- **GOAL OF THE EXERCISE**
Copy every entry exactly.

- **STORED DATA**
· · · ·
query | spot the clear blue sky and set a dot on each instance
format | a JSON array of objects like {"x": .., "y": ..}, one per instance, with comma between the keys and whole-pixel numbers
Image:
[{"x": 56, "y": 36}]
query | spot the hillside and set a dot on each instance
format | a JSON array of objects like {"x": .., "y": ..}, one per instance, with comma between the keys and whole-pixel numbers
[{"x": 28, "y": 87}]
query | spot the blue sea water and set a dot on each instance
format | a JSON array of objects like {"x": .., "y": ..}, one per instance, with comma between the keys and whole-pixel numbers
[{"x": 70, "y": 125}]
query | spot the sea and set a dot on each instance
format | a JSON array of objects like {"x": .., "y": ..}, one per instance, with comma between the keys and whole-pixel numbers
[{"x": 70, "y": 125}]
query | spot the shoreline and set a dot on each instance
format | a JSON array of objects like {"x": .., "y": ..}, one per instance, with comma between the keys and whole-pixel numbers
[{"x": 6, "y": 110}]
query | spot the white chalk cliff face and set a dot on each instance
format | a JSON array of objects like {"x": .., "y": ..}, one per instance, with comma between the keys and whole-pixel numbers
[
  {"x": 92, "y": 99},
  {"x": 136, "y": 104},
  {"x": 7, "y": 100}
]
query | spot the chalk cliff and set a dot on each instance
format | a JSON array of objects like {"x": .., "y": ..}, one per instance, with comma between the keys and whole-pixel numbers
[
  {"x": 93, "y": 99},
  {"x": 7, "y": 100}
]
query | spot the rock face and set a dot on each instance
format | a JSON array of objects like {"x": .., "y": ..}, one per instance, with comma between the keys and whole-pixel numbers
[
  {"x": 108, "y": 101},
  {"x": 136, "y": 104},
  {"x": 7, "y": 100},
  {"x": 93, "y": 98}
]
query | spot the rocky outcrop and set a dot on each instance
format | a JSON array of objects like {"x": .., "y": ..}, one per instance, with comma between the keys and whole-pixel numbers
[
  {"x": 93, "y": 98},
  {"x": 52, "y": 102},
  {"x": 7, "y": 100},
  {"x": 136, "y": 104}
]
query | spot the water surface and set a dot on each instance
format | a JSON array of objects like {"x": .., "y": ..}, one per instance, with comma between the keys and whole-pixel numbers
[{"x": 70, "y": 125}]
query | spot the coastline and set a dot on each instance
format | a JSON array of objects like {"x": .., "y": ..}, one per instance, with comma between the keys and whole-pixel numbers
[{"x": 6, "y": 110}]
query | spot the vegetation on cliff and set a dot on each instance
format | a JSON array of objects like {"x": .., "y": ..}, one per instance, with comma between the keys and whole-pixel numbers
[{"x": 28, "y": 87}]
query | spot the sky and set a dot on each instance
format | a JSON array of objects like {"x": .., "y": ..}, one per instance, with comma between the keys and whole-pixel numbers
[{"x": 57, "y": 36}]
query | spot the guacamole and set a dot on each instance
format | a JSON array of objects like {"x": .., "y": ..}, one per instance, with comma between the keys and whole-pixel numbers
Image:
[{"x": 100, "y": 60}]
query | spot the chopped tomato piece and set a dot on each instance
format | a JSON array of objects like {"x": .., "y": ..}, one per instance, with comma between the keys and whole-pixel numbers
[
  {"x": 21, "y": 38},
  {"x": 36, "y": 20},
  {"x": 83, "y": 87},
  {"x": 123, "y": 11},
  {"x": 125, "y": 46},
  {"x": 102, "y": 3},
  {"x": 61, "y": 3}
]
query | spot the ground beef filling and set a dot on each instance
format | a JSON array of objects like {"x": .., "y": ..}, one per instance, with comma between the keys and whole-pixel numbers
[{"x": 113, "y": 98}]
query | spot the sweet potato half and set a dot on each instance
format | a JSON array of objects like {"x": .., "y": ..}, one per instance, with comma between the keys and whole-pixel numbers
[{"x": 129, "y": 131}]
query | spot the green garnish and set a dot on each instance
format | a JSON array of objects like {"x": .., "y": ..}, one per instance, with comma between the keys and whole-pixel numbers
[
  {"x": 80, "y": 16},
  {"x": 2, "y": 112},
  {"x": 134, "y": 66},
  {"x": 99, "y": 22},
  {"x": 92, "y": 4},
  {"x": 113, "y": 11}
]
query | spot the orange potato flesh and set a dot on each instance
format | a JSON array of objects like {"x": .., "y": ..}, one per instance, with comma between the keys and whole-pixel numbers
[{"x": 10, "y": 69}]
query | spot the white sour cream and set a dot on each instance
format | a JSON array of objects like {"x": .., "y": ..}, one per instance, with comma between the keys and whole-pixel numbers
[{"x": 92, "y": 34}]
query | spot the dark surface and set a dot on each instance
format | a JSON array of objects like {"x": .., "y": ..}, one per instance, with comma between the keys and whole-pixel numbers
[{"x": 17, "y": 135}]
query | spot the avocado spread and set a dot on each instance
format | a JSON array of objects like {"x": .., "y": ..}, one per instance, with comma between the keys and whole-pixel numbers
· · · ·
- **SOLUTION TO THE PROBLEM**
query | spot the clear blue sky and set a dot on each instance
format | a JSON array of objects like {"x": .., "y": ..}, one per instance, with comma between the keys and whole-pixel numbers
Image:
[{"x": 56, "y": 36}]
query | spot the hillside and set a dot on each instance
format | a JSON array of objects like {"x": .., "y": ..}, one per instance, with comma between the keys and whole-pixel numbers
[{"x": 28, "y": 87}]
query | spot the blue sea water and set a dot on each instance
format | a JSON array of objects like {"x": .., "y": ..}, one per instance, with comma between the keys and whole-pixel numbers
[{"x": 70, "y": 125}]
query | spot the sea and set a dot on each instance
format | a JSON array of objects like {"x": .., "y": ..}, one per instance, with comma between the keys and whole-pixel numbers
[{"x": 70, "y": 125}]
query | spot the shoreline and set a dot on each instance
format | a JSON array of objects like {"x": .., "y": ..}, one per instance, with comma between the keys and whole-pixel numbers
[{"x": 6, "y": 110}]
query | spot the white chalk cliff face and set a dot on each instance
format | a JSON array of objects like {"x": .., "y": ..}, one per instance, with comma between the keys and whole-pixel numbers
[
  {"x": 92, "y": 99},
  {"x": 136, "y": 104},
  {"x": 7, "y": 100}
]
query | spot the chalk cliff and set a dot on each instance
format | a JSON array of objects like {"x": .., "y": ..}, one per instance, with comma between the keys and whole-pixel numbers
[
  {"x": 93, "y": 99},
  {"x": 7, "y": 100}
]
query | spot the rock face and set a dot on each instance
format | a JSON array of objects like {"x": .., "y": ..}, one per instance, with comma between the keys and whole-pixel numbers
[
  {"x": 108, "y": 101},
  {"x": 136, "y": 104},
  {"x": 7, "y": 100},
  {"x": 93, "y": 98}
]
query | spot the rocky outcrop and set a dot on each instance
format | a JSON array of objects like {"x": .., "y": ..}, one per instance, with comma between the keys and whole-pixel numbers
[
  {"x": 93, "y": 98},
  {"x": 52, "y": 102},
  {"x": 7, "y": 100},
  {"x": 136, "y": 104}
]
query | spot the water surface and set a dot on each instance
format | a JSON array of objects like {"x": .., "y": ..}, one per instance, with comma between the keys and whole-pixel numbers
[{"x": 70, "y": 125}]
query | spot the coastline and set a dot on each instance
format | a JSON array of objects like {"x": .., "y": ..}, one per instance, with comma between the keys and whole-pixel numbers
[{"x": 6, "y": 110}]
query | spot the vegetation on cliff and set a dot on each instance
format | a JSON array of objects like {"x": .., "y": ..}, one per instance, with comma between the keys and whole-pixel numbers
[{"x": 28, "y": 87}]
query | spot the sky and set a dot on each instance
format | a JSON array of objects like {"x": .., "y": ..}, one per instance, with comma between the keys and whole-pixel numbers
[{"x": 57, "y": 36}]
query | spot the guacamole and set a dot on each instance
format | a JSON array of objects like {"x": .., "y": ..}, one per instance, with comma between the keys and whole-pixel numbers
Image:
[{"x": 100, "y": 60}]
query | spot the chopped tomato piece and set a dot on each instance
format | a JSON array of objects like {"x": .., "y": ..}, one per instance, with comma between the keys and whole-pixel numbers
[
  {"x": 21, "y": 38},
  {"x": 36, "y": 20},
  {"x": 83, "y": 87},
  {"x": 123, "y": 11},
  {"x": 125, "y": 46},
  {"x": 102, "y": 3},
  {"x": 61, "y": 3}
]
query | spot the ground beef filling and set a dot on each instance
format | a JSON array of objects like {"x": .., "y": ..}, one per instance, with comma between the keys and whole-pixel numbers
[{"x": 113, "y": 98}]
query | spot the sweet potato half and set a dot on each instance
format | a JSON array of objects like {"x": .., "y": ..}, one per instance, with comma between the keys and whole-pixel numbers
[{"x": 129, "y": 131}]
query | spot the green garnish and set a dot on each instance
format | a JSON array of objects like {"x": .., "y": ..}, one per instance, with comma between the keys and whole-pixel numbers
[
  {"x": 80, "y": 16},
  {"x": 2, "y": 112},
  {"x": 134, "y": 66},
  {"x": 99, "y": 22},
  {"x": 92, "y": 4},
  {"x": 113, "y": 11}
]
query | spot the orange potato flesh and set a dot on each instance
format | a JSON array of objects like {"x": .., "y": ..}, one per instance, with comma between the keys and whole-pixel numbers
[{"x": 10, "y": 69}]
query | spot the white sour cream and set a dot on each instance
format | a JSON array of objects like {"x": .., "y": ..}, one per instance, with comma between the keys and whole-pixel numbers
[{"x": 92, "y": 34}]
query | spot the dark surface and set a dot on each instance
format | a JSON array of objects like {"x": .., "y": ..}, one per instance, with comma between the keys and whole-pixel numbers
[{"x": 17, "y": 135}]
query | spot the avocado spread and set a dot on each instance
format | a JSON array of objects like {"x": .., "y": ..}, one per instance, with comma between the keys and whole-pixel numbers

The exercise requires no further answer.